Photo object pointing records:
begin

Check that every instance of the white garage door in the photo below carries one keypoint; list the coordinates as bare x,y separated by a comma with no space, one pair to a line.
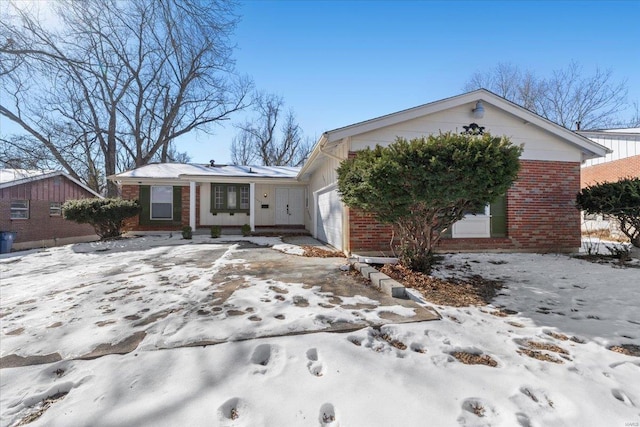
329,220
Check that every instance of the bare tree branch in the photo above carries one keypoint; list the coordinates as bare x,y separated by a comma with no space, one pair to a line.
262,139
566,97
113,83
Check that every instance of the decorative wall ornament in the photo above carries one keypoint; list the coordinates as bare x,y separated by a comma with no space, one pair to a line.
473,129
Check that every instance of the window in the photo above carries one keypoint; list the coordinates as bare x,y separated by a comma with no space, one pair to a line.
162,202
244,197
218,197
230,198
55,209
19,209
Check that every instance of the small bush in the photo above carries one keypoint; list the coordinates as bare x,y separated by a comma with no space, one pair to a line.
105,215
620,252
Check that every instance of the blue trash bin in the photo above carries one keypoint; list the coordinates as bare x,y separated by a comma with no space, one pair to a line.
6,241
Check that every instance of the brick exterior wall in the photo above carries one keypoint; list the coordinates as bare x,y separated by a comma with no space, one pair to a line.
541,216
41,226
610,171
132,192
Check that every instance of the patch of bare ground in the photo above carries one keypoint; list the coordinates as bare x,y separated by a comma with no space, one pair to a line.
539,355
41,408
474,359
545,346
628,349
532,349
315,252
453,292
557,336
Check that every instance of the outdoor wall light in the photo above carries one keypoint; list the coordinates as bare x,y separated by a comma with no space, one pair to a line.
478,112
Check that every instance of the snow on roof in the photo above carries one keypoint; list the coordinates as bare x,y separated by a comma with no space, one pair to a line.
176,170
8,175
624,130
13,177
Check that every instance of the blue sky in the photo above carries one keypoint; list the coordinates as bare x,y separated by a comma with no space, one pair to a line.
337,62
340,62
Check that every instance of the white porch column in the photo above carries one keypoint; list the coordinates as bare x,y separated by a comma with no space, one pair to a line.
192,205
252,205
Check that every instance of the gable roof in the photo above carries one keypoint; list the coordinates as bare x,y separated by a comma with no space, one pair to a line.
13,177
185,171
590,149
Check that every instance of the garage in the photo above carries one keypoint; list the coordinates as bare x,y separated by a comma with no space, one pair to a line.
329,217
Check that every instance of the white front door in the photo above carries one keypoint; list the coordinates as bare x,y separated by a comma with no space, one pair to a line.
329,218
478,225
289,206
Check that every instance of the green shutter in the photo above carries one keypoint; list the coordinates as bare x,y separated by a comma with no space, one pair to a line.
212,198
498,210
145,204
177,205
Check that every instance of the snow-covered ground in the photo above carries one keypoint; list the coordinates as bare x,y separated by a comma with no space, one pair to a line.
395,375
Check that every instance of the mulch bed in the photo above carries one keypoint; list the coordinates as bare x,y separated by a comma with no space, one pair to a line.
315,252
453,292
628,349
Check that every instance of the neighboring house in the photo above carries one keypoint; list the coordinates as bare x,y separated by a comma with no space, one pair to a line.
622,161
31,205
537,214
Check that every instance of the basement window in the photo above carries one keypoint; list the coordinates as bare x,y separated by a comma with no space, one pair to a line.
229,198
19,209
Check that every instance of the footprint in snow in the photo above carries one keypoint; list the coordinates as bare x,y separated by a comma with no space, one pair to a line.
523,419
314,365
478,412
234,412
535,402
267,358
328,416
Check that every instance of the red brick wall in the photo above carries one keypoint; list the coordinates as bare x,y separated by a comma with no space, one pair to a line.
541,215
130,192
40,225
541,212
611,171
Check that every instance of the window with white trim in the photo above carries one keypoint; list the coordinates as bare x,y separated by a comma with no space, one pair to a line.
230,198
244,197
162,202
55,209
19,209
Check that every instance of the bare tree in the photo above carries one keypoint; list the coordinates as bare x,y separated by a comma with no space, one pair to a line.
565,97
274,137
114,83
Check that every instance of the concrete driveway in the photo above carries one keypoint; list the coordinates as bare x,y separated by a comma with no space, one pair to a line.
89,300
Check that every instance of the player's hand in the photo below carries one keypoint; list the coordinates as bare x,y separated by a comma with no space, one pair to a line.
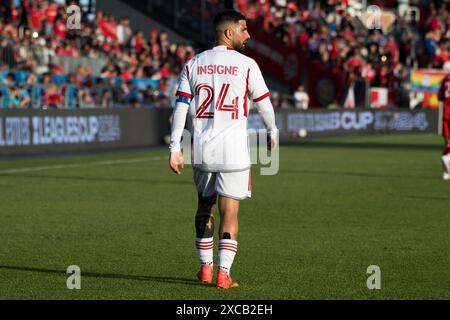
175,159
272,141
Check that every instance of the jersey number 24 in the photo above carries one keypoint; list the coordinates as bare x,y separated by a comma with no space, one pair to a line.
202,112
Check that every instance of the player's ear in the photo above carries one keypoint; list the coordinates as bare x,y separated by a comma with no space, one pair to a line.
229,33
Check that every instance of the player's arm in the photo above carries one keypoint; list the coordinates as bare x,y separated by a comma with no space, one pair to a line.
260,95
183,99
441,92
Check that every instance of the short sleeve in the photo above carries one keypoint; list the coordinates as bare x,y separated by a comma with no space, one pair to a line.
184,92
256,85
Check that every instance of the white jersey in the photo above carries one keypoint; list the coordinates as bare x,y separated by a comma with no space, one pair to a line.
220,84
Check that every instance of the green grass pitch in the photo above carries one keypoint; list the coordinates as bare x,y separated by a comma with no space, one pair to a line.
337,206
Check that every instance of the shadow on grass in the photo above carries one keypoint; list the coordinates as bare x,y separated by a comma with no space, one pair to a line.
186,281
428,198
98,179
363,145
357,174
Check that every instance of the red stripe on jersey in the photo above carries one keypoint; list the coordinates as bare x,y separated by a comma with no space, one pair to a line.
262,97
184,94
246,94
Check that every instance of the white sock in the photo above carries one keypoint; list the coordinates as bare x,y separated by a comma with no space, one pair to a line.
205,249
227,251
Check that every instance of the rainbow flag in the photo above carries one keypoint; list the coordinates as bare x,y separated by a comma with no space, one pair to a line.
427,80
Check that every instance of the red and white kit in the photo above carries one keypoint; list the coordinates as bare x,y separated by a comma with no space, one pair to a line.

end

Task: Transcribe exactly the line containing "Check that every instance of the green grass" and all remaining lines of the material, ending with the last one.

Output below:
Check that every instance of the green grass pitch in the photo above carries one keypoint; list the coordinates as bare x,y separated by a comma with no space, one pair to a line.
337,206
Check that every instance of the shadow on grass in the photo above carries one keypoint; list the coordinates as bare x,y separated by a comma with no space, one pair to a line.
186,281
428,198
98,179
363,145
357,174
Check that every instance of the red stripe on jersey in the photo above carries one keypoint; list the coordinates as bare x,y separated by a comma with no space, one pair to a line.
262,97
184,94
246,94
Check that every instance of the white sock in the photo above carries one keypoint; list the coordinates as bare x,y separated by a comma with no space, one pair to a line.
205,249
227,251
Check that every instance of the rainbow flag in the photo above carries one keypoint; list the coordinates as bare x,y separated by a comma with no space, one pair to a line.
427,80
Check that every instance of the red and white kit in the photo above carries one keypoint; list the coordinates as bare x,y separated by a comma with no space, one pair to a line.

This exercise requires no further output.